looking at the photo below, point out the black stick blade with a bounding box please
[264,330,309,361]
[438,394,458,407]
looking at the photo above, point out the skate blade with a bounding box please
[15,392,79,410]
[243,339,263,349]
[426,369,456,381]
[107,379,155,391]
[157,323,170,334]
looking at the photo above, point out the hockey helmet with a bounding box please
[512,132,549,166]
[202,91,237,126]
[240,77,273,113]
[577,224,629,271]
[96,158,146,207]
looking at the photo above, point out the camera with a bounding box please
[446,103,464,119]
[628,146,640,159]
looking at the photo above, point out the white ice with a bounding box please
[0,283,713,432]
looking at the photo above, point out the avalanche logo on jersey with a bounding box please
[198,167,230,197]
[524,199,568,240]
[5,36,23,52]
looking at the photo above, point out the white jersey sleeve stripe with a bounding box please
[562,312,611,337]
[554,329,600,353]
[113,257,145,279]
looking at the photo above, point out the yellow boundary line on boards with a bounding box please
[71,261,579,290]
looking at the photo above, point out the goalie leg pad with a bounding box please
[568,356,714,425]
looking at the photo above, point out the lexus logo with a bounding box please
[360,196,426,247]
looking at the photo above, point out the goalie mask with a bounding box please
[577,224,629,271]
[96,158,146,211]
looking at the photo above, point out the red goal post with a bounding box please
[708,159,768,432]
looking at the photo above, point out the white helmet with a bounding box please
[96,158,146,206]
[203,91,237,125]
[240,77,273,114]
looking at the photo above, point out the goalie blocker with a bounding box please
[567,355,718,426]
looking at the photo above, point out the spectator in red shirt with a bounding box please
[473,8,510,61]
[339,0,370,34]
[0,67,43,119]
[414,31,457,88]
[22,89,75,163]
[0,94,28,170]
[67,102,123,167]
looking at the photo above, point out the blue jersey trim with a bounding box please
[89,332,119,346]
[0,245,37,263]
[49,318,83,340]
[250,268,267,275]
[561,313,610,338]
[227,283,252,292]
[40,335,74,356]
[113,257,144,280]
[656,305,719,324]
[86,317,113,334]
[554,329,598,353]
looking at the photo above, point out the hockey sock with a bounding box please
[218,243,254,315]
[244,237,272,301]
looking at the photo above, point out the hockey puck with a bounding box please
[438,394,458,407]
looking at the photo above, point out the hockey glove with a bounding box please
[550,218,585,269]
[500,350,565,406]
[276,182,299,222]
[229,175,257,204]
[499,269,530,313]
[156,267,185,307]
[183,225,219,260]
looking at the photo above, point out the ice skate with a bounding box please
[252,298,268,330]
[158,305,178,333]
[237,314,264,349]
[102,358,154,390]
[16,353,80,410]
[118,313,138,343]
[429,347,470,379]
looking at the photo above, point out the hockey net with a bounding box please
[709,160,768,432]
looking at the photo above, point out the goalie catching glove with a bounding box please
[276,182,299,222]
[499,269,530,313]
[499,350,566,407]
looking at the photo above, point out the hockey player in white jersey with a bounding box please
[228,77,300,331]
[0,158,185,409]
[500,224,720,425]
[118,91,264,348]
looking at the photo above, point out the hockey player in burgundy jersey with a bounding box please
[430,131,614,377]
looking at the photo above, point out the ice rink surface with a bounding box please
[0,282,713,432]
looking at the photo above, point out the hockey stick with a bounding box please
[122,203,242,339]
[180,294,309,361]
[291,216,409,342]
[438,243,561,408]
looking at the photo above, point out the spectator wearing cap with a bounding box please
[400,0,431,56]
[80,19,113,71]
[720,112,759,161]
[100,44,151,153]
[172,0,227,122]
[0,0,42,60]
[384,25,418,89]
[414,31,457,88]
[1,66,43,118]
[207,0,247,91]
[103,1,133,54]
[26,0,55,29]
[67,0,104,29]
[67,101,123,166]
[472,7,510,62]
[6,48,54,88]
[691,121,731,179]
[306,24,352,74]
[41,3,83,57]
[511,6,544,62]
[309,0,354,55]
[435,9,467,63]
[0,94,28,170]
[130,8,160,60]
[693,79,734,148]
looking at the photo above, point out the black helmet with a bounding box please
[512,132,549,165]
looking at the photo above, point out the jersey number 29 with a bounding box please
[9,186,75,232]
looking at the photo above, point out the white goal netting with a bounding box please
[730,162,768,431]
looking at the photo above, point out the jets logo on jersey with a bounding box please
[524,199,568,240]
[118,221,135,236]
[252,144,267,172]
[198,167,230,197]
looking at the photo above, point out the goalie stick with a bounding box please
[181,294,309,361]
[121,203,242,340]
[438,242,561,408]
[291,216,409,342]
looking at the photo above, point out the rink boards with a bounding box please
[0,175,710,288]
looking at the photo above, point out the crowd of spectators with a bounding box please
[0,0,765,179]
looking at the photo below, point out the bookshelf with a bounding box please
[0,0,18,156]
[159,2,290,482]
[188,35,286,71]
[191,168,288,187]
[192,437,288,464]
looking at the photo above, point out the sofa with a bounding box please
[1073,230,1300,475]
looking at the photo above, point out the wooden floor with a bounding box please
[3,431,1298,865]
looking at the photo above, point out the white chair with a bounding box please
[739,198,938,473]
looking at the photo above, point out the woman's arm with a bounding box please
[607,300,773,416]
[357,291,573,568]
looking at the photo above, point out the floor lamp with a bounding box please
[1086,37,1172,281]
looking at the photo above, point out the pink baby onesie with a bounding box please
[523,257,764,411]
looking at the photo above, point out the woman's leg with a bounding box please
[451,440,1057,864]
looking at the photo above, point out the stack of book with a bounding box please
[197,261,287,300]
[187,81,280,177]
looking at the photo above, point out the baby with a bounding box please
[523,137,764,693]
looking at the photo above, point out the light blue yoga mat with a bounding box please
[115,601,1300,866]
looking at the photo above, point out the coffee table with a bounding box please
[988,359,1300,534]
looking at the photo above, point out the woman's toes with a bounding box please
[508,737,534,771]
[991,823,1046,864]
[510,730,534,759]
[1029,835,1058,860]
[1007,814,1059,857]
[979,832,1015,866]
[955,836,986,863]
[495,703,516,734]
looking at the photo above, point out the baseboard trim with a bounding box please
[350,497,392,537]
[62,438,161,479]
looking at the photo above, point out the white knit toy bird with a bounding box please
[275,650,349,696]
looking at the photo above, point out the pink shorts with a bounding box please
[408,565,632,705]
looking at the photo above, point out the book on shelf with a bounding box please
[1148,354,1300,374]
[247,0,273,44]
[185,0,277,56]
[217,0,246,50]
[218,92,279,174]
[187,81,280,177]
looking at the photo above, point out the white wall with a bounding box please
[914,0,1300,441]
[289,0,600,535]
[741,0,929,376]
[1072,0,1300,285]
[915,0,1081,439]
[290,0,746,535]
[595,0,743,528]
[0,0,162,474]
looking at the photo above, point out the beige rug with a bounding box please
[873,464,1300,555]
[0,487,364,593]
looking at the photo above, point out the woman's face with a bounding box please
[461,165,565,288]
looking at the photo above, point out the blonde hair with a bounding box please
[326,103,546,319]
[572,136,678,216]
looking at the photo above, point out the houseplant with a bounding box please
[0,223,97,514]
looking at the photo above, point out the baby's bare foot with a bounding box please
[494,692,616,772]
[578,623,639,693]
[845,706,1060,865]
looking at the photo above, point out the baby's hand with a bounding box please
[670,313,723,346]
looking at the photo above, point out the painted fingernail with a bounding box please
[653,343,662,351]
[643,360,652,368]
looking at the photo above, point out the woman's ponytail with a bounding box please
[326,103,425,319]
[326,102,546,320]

- **Your goal**: Quote every record above exactly.

- **Solution**:
looking at the photo below, point out the black stick blade with a bounding box please
[264,330,309,361]
[438,394,458,407]
looking at the photo above, point out the skate blade with a bounding box please
[15,392,79,410]
[243,339,263,349]
[426,369,456,381]
[107,379,155,391]
[157,323,170,334]
looking at the photo above, point out the hockey helmet with a bounding box please
[512,132,549,166]
[202,91,237,126]
[240,77,273,113]
[577,224,629,271]
[96,158,146,207]
looking at the photo above, point out the camera with a bounding box please
[446,103,464,119]
[628,146,640,159]
looking at the photo above, point out the white ice with a bounding box please
[0,283,713,432]
looking at the photo above, point out the avalanche logo on jersey with a bounding box please
[198,167,230,197]
[524,199,568,240]
[5,36,23,52]
looking at the photo above, point out the white jersey sleeve stripe with a bounding box please
[562,312,611,337]
[554,329,600,353]
[113,257,145,279]
looking at the photo above, point out the yellow boundary line on boards with a bounding box please
[71,261,579,290]
looking at the photo above, point out the goalie leg pad with a bounding box please
[568,356,714,425]
looking at the photo above, point out the lexus logo with a bounding box please
[360,196,426,247]
looking at the photo above, point out the goalie mask with a bounding box please
[577,224,629,271]
[96,158,146,211]
looking at the photo above, point out the red goal post with a bounding box please
[708,159,768,432]
looking at the photo above, point out the white helmet with a bounding box please
[96,158,146,206]
[203,91,237,125]
[240,77,273,114]
looking at the photo above, point out the goalie blocker with a bounding box please
[567,355,718,426]
looking at the photo above, point out the spectator in red shirt with a bounding box please
[473,8,510,61]
[339,0,370,34]
[0,67,43,119]
[414,31,457,88]
[22,89,75,163]
[0,94,28,170]
[67,102,123,167]
looking at the photo above, point out the blue jersey trim with a bounding box please
[89,332,119,346]
[0,245,37,263]
[49,318,83,340]
[250,268,267,275]
[561,313,610,338]
[227,283,252,292]
[40,335,74,356]
[113,257,144,280]
[656,305,719,324]
[86,317,113,334]
[554,329,598,353]
looking at the photo above, point out the hockey sock with a bounding box please
[218,243,254,315]
[244,237,272,301]
looking at the photo above, point out the hockey puck with a bounding box please
[438,394,458,407]
looking at the photo above, point out the hockey glove with a bounding box please
[550,218,585,269]
[500,350,565,406]
[276,182,299,222]
[229,175,257,204]
[499,269,530,313]
[156,267,185,307]
[183,225,219,260]
looking at the photo above, point out the ice skate with a bounding box please
[252,298,268,330]
[158,305,178,333]
[237,314,264,349]
[102,358,154,390]
[16,353,80,410]
[118,313,138,343]
[429,347,470,379]
looking at the photo above, point out the hockey net with a bounding box please
[709,160,768,432]
looking at the photo above, point out the goalie catching glove with a bounding box please
[276,182,299,222]
[499,269,530,313]
[499,350,566,407]
looking at the photo above, point out the hockey player in white jersey with a bounding box please
[228,77,300,331]
[0,158,185,409]
[500,224,720,425]
[118,91,264,348]
looking at the photo above, point out the hockey player in burgundy jersey with a bounding box please
[430,131,614,377]
looking at the photo above, point out the ice rink surface with a bounding box please
[0,282,713,432]
looking at the photo above, point out the hockey stick with a bounding box please
[122,203,242,339]
[180,294,309,361]
[291,216,409,342]
[438,243,561,408]
looking at the photo above, point out the spectator wearing cap with a bounding box please
[400,0,431,56]
[80,19,113,71]
[720,112,759,161]
[100,44,151,153]
[172,0,227,122]
[0,0,42,60]
[384,25,418,89]
[414,31,457,88]
[1,66,43,118]
[207,0,247,91]
[103,1,133,54]
[26,0,55,29]
[67,0,104,29]
[67,101,123,166]
[472,7,510,62]
[6,48,54,88]
[691,121,731,179]
[306,24,352,74]
[41,3,83,57]
[511,6,544,62]
[309,0,354,55]
[435,9,467,63]
[0,94,28,170]
[130,8,160,60]
[693,79,734,148]
looking at the photo above, point out the black helmet with a bounding box please
[512,132,549,165]
looking at the photo above, point out the jersey number 29 with a bounding box please
[9,186,75,232]
looking at the photo above, point out the white goal netting with a bounding box please
[730,162,768,431]
looking at the photo above, point out the jets logo on jersey with a bounding box please
[524,199,568,240]
[118,221,135,236]
[252,144,267,172]
[198,167,230,197]
looking at the photo above, point out the goalie stick with a bounding box please
[181,294,309,361]
[121,203,242,340]
[438,242,561,408]
[291,216,409,342]
looking at the photo above, point out the rink boards with a bounding box please
[0,175,710,288]
looking at the photo above, point out the crowd of spectators with a bounding box please
[0,0,765,179]
looking at the photo below, point out the bookshelf with a bounding box please
[0,0,18,156]
[159,2,290,482]
[188,35,286,71]
[191,168,288,187]
[192,437,288,464]
looking at the photo above, point out the sofa with a bounding box please
[1073,230,1300,475]
looking at the photo above, point out the wooden floor with a bounding box please
[3,431,1298,865]
looking at the photo above, point out the white chair with a bounding box please
[739,198,938,473]
looking at the photo above, point out the woman's arm with a bounding box please
[607,300,773,416]
[357,291,573,568]
looking at the photo above, point out the floor lamp with a bounding box please
[1086,37,1172,281]
looking at the photo above, point out the pink baby onesie with a bounding box please
[523,257,764,411]
looking at the photo above, point out the woman's leg with a bounding box please
[451,440,1057,864]
looking at the photo above, point out the stack of book with a bounding box please
[197,261,287,300]
[187,81,280,177]
looking at the photo above, point out the baby with a bounding box please
[523,137,764,693]
looking at the photo above, point out the light blue yoga mat with a bounding box please
[115,601,1300,866]
looking at the photo above, point out the coffee table with a bounding box please
[988,359,1300,534]
looking at the photo above, point out the woman's toes with a bounding box please
[508,737,534,771]
[991,823,1046,864]
[510,730,534,759]
[1029,835,1058,860]
[1007,814,1059,857]
[979,832,1015,866]
[955,836,986,863]
[495,703,516,734]
looking at the photo above, point out the baseboard trim with a bounding box please
[350,497,392,537]
[62,438,161,479]
looking at the photo above, point out the white knit toy bird with a bounding box please
[275,650,349,696]
looking at the photo above, point out the pink shorts with a bounding box please
[408,565,632,705]
looking at the photo above, point out the book on shelf with a bounding box please
[1148,354,1300,374]
[247,0,273,44]
[185,0,277,56]
[217,0,246,50]
[218,92,279,174]
[187,81,280,177]
looking at the photo above, point out the white wall with a bounding box please
[914,0,1300,441]
[289,0,600,535]
[741,0,929,376]
[1072,0,1300,285]
[915,0,1081,439]
[290,0,746,535]
[595,0,743,528]
[0,0,162,474]
looking at the photo above, point out the beige rug with a bounding box please
[873,464,1300,555]
[0,487,364,593]
looking at the photo above, point out the woman's face with a bounding box please
[461,165,565,288]
looking at the photo above, point out the blonde hair with a bounding box please
[326,103,546,319]
[572,136,678,216]
looking at the photo above, point out the houseplant with a bounding box please
[0,223,97,514]
looking at the photo above, point out the baby's bare foot with a bounding box please
[494,692,616,772]
[578,623,639,693]
[845,706,1060,865]
looking at the photo above, point out the baby's hand with a bounding box please
[670,313,723,346]
looking at the photo above, point out the painted fingernail with a bounding box please
[653,343,662,351]
[643,360,652,368]
looking at the photo above, point out the woman's ponytail with a bounding box please
[326,103,425,319]
[326,102,546,320]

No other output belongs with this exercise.